GIVEN PASSAGE:
= = = = = = =
Bronze-orange bugs are beginning to appear on citrus trees, particularly those with tender, new growth.
Their characteristic repulsive smell is an indication of their presence.
The young nymphs are initially green, gradually darkening as they get older. When mature, the bronze orange bug is orange-brown or black and about 25 millimetres long.
When disturbed, the bugs orientate themselves so they can squirt an evil smelling chemical.
This chemical not only smells awful, it stains the skin and can cause a burning sensation if squirted in the eye.
The trees can be sprayed with horticultural spray or, alternatively, the pests can be vacuumed from the leaves.
The bag should then be emptied into a container of boiling water.
It is advisable to wear some form of eye protection when dealing with these bugs as they can squirt an irritating, smelly fluid when they have been disturbed.
If a branch that has the bugs on it is given a sharp knock, then the bugs will fall to the ground. Treading on them will destroy them.
Allowing the bugs to remain on the tree will lead to disfigurement of the leaves, branches and stems and eventually cause part of the tree to die away.
Numbers of plants that have been commonly grown in gardens over many years have become invasive in the bush close to residential areas.
Many of these plants then become established in the bush, to the detriment of plants endemic to the area.
Alternative plants, that will not become invasive, are available and might be considered by gardeners when planning new garden areas or rejuvenating older areas.
Morning glory is a creeper vine that has been popular in gardens in years past.But it has become an invasive plant, particularly in coastal areas. An alternative is Kennedia prostrata, a native Australian twiner, also known as running postman. It produces red flowers and is useful as a groundcover.
Fishbone fern, Nephrolepis, is a true fern that originates from areas of Queensland and northern NSW.
However, when it is used in suburban gardens, it can spread to moist sites such as those around creek beds. It is spread mainly by underground runners.
= = = = = = =
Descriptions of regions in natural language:

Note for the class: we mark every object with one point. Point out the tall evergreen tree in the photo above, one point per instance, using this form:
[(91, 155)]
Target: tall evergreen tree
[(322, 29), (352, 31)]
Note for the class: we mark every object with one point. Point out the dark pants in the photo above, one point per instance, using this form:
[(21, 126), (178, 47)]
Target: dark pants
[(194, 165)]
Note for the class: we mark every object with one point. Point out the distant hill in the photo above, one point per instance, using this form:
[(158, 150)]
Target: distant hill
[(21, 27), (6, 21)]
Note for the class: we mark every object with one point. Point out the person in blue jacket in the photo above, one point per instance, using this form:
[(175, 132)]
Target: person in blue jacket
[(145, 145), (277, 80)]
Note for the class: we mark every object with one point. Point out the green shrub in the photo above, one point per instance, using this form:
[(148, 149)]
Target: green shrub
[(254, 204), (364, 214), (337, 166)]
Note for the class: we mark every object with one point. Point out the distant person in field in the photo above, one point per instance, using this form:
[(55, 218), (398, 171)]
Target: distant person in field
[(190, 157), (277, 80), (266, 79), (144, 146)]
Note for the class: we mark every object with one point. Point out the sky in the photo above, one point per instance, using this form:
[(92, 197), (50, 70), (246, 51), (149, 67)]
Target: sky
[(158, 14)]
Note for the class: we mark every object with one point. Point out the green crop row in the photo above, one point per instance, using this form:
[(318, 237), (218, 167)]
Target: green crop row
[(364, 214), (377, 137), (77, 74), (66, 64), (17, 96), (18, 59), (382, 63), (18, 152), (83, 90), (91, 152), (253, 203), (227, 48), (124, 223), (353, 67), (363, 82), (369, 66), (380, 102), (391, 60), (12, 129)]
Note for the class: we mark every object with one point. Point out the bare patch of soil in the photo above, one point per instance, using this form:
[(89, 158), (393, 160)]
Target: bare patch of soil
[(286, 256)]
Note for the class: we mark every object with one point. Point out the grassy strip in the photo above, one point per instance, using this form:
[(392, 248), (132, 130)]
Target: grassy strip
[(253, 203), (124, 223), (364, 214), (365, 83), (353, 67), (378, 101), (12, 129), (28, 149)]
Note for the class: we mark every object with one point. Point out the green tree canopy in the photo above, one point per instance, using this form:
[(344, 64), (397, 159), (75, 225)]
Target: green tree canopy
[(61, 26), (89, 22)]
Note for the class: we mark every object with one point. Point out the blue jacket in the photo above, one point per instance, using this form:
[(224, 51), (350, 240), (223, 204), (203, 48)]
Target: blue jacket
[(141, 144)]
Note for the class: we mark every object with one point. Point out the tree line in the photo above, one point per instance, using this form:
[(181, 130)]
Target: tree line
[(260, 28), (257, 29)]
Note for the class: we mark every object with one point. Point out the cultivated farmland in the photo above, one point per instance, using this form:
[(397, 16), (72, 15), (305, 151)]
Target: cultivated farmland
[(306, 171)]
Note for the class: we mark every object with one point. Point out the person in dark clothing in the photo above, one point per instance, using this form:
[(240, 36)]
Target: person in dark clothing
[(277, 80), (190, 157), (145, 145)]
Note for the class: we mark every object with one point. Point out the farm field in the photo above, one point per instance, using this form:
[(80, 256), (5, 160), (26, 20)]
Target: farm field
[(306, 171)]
= = = = = = =
WORK REQUEST 1: List every method the gardening passage gives for getting rid of bronze orange bugs.
WORK REQUEST 2: Summarize the gardening passage in two sentences.
WORK REQUEST 3:
Answer these questions from the gardening passage.
(a) How long is a mature bronze orange bug?
(b) What color are the flowers of Kennedia prostrata?
(c) By what means is fishbone fern mainly spread?
The items are separate material, unrelated to the gardening passage.

OUTPUT 1:
- Spray the trees with horticultural spray.
- Vacuum the bugs from the leaves, then empty the bag into a container of boiling water.
- Give a branch with bugs on it a sharp knock so they fall to the ground, then tread on them.

OUTPUT 2: Bronze orange bugs on citrus trees squirt a foul-smelling, skin-staining chemical when disturbed, and they can be removed by spraying, vacuuming, or knocking them off and treading on them; if they are left alone, they disfigure the tree and eventually cause part of it to die. Some plants long grown in gardens, such as morning glory and fishbone fern, have become invasive in the bush near residential areas, and gardeners might consider non-invasive alternatives such as running postman.

OUTPUT 3:
(a) About 25 millimeters.
(b) Red.
(c) By underground runners.